:: Extracted records ::

************

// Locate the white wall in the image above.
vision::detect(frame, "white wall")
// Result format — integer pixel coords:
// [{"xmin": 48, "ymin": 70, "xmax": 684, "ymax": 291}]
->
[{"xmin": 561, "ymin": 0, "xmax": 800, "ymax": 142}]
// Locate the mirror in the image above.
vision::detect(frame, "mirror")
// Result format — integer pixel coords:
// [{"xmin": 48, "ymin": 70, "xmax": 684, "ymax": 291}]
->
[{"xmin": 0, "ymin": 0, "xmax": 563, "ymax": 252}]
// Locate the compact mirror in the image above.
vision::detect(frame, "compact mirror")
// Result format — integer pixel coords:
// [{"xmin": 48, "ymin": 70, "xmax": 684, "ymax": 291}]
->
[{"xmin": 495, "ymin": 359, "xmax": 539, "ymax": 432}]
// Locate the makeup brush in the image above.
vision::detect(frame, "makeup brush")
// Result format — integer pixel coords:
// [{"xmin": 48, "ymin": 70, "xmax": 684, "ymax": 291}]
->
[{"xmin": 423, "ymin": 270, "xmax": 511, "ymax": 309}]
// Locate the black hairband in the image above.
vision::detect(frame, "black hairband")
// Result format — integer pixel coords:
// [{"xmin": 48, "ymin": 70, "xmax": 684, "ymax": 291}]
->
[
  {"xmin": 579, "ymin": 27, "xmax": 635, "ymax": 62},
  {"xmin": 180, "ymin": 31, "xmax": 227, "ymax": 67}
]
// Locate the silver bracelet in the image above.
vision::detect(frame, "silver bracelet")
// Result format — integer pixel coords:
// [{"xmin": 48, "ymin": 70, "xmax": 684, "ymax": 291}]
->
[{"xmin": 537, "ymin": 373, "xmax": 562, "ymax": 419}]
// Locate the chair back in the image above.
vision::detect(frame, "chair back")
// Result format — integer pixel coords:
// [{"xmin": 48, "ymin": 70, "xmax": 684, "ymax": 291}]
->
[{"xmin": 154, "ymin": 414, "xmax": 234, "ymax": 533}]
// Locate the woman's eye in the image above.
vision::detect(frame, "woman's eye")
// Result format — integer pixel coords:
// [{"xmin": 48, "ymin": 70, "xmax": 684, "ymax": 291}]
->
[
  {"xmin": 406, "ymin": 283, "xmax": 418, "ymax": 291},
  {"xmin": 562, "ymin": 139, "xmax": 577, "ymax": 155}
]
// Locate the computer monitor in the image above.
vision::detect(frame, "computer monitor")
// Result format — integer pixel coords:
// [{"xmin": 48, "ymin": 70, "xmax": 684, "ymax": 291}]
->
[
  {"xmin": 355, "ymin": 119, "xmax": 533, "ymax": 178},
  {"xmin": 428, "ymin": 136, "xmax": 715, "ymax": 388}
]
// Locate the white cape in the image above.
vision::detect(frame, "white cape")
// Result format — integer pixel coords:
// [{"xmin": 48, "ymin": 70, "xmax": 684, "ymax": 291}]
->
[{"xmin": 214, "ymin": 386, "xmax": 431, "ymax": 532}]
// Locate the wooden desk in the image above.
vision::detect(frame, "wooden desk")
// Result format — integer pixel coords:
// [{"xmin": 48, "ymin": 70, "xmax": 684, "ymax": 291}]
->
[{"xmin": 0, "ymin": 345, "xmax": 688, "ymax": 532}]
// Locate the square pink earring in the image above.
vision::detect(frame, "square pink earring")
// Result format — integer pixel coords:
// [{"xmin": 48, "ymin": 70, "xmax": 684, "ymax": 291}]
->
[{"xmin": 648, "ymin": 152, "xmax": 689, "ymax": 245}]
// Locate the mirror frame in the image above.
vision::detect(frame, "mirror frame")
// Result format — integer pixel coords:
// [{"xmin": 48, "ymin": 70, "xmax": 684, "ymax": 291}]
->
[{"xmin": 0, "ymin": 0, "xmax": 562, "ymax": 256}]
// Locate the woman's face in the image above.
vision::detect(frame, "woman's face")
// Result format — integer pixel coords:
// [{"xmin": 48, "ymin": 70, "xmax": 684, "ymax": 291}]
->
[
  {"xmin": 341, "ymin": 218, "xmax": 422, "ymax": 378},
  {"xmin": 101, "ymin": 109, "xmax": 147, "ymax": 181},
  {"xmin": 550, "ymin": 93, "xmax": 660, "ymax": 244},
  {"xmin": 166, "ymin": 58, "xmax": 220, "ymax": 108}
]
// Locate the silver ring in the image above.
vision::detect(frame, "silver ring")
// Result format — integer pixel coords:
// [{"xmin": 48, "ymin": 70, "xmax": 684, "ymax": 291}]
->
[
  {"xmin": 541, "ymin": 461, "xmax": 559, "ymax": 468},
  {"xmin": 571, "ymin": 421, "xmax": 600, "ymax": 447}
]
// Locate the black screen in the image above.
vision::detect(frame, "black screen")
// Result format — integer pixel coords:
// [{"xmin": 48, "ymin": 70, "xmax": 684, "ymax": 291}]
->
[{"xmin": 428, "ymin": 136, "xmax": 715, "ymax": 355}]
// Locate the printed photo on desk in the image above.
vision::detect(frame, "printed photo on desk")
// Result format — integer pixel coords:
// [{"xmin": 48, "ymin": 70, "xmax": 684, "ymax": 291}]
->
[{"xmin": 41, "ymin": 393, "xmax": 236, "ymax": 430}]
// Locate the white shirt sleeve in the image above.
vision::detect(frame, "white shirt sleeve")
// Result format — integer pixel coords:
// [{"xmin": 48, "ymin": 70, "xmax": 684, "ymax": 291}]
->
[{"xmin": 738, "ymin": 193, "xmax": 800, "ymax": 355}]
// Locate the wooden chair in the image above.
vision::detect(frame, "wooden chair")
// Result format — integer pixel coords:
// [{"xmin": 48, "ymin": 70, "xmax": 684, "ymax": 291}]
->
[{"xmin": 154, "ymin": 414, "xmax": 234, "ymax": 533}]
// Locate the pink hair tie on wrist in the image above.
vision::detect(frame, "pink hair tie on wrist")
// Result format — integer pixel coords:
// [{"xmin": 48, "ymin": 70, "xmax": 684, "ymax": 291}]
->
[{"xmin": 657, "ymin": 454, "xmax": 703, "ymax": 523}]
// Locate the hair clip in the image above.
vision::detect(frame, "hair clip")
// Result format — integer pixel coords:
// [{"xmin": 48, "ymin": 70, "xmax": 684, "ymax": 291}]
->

************

:: Exercise details ::
If a line of the records includes the string "chair", copy it out.

:: Answer box ::
// Locate the chair back in the image above.
vision::detect(frame, "chair back")
// Locate the wooden chair in the image above.
vision::detect(frame, "wooden chair")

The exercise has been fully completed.